After months of anticipation, the stage adaptation of Network bowed on Broadway December 6 at the Belasco Theatre after its acclaimed (and Olivier-nominated) run at the National Theatre in London. Written by Lee Hall, the play is based on the 1976 film of the same name by Paddy Chayefsky. (Fun fact: Chayefsky’s great-nephew is a member of the cast, Eric Chayefsky.) The transfer brought with it its star, Tony and Emmy winner Bryan Cranston (All the Way, Breaking Bad), in the production directed by Tony-winning director Ivo van Hove (A View From the Bridge).
Playbill spoke to Cranston on the opening night red carpet—as well as his co-stars Tony Goldwyn and Tatiana Maslany, and his director and playwright—about what powers his tour de force performance, maneuvering the intricate and unprecedented video-meets-theatre technology, and more. (Watch the full red carpet special below.)
“The only characters I'm really attracted to are the ones that are damaged,” Cranston told us. “I think it has something to do with wanting to go into a cathartic experience and purge some of my own angst and anxiety and upset. ... I think it's very therapeutic for me.”
“Bryan is a real theatre actor in the way that he lives in the moment,” said van Hove of his leading man. “So he is capable that even when he has played it for a long time already and lived with this play for a long time he can give you the feeling that he is in that moment that he is saying that line for the first time.”
Van Hove pushes his actors to extremes amidst an overstimulating environment in which audiences (both the diners at the onstage restaurant known as Foodwork and those in the typical auditorium space) constantly choose whether to watch the actors or their hypnotizing images on screens everywhere. Goldwyn has an expanded pre-show ritual just to gain concentration. “I really need a couple of hours to get my head around this show,” said Goldwyn. “I either take a nap or I live on the Upper West Side so I'll walk through the park and go through the entire script every night. I'll get to the theatre an hour or two early, take a nap or do some yoga. Warm up my voice. Meditate and then get ready at half hour.”
Cranston also has an intense care ritual—one he learned from Audra McDonald. “Aside from doing interviews on opening night I won't talk much,” he said. “When I did All The Way four years ago I talked to Audra McDonald and I said, ‘How did you go through Porgy and Bess? How did you do that?’ She said she got a mandate from her doctor not to talk on Mondays, her one day off. So I started doing Silent Mondays and it helped me tremendously.”

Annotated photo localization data
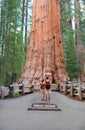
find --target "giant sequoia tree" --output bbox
[21,0,66,83]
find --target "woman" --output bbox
[40,79,45,100]
[45,77,51,101]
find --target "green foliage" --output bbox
[63,31,80,80]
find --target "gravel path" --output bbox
[0,92,85,130]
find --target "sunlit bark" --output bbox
[21,0,66,83]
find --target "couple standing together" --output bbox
[40,77,51,101]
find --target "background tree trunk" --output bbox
[21,0,66,83]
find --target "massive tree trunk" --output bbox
[22,0,66,83]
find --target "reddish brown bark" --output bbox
[22,0,66,83]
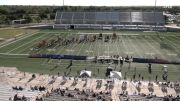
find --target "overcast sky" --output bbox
[0,0,180,6]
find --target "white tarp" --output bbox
[110,71,122,79]
[80,70,91,77]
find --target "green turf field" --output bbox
[0,28,36,39]
[0,30,180,81]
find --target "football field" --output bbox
[0,30,180,81]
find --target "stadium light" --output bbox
[154,0,157,30]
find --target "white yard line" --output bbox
[6,34,47,53]
[150,37,177,59]
[42,34,69,64]
[142,38,165,58]
[76,42,85,55]
[0,31,38,48]
[17,35,53,54]
[162,38,180,53]
[113,36,120,55]
[134,37,153,58]
[120,36,129,54]
[0,53,29,56]
[127,37,141,57]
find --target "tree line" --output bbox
[0,6,180,24]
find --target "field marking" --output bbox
[141,38,166,59]
[0,31,39,48]
[17,35,54,54]
[77,39,85,55]
[134,38,150,58]
[120,36,129,53]
[66,49,75,52]
[128,37,142,57]
[162,38,180,53]
[6,34,47,53]
[42,34,73,65]
[167,53,178,56]
[114,36,121,56]
[150,37,179,59]
[165,38,180,50]
[0,53,29,56]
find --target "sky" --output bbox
[0,0,180,6]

**ASSIGNED TASK 1:** From the Network article, return the text starting at "After months of" and ending at "From the Bridge).".
**ASSIGNED TASK 2:** According to the Network article, at which theatre did the production open on Broadway?
**ASSIGNED TASK 3:** For each statement below, state whether the Network article supports it, answering yes or no and quoting the words that decide it: (a) The stage play was written by Lee Hall. (b) Tony Goldwyn lives on the Upper East Side. (c) Bryan Cranston learned his ritual of not talking from Audra McDonald.

**EXERCISE RESULT 1:**
After months of anticipation, the stage adaptation of Network bowed on Broadway December 6 at the Belasco Theatre after its acclaimed (and Olivier-nominated) run at the National Theatre in London. Written by Lee Hall, the play is based on the 1976 film of the same name by Paddy Chayefsky. (Fun fact: Chayefsky’s great-nephew is a member of the cast, Eric Chayefsky.) The transfer brought with it its star, Tony and Emmy winner Bryan Cranston (All the Way, Breaking Bad), in the production directed by Tony-winning director Ivo van Hove (A View From the Bridge).

**EXERCISE RESULT 2:** The Belasco Theatre.

**EXERCISE RESULT 3:**
(a) Yes: "Written by Lee Hall, the play is based on the 1976 film of the same name by Paddy Chayefsky."
(b) No: "I live on the Upper West Side"
(c) Yes: "Cranston also has an intense care ritual—one he learned from Audra McDonald."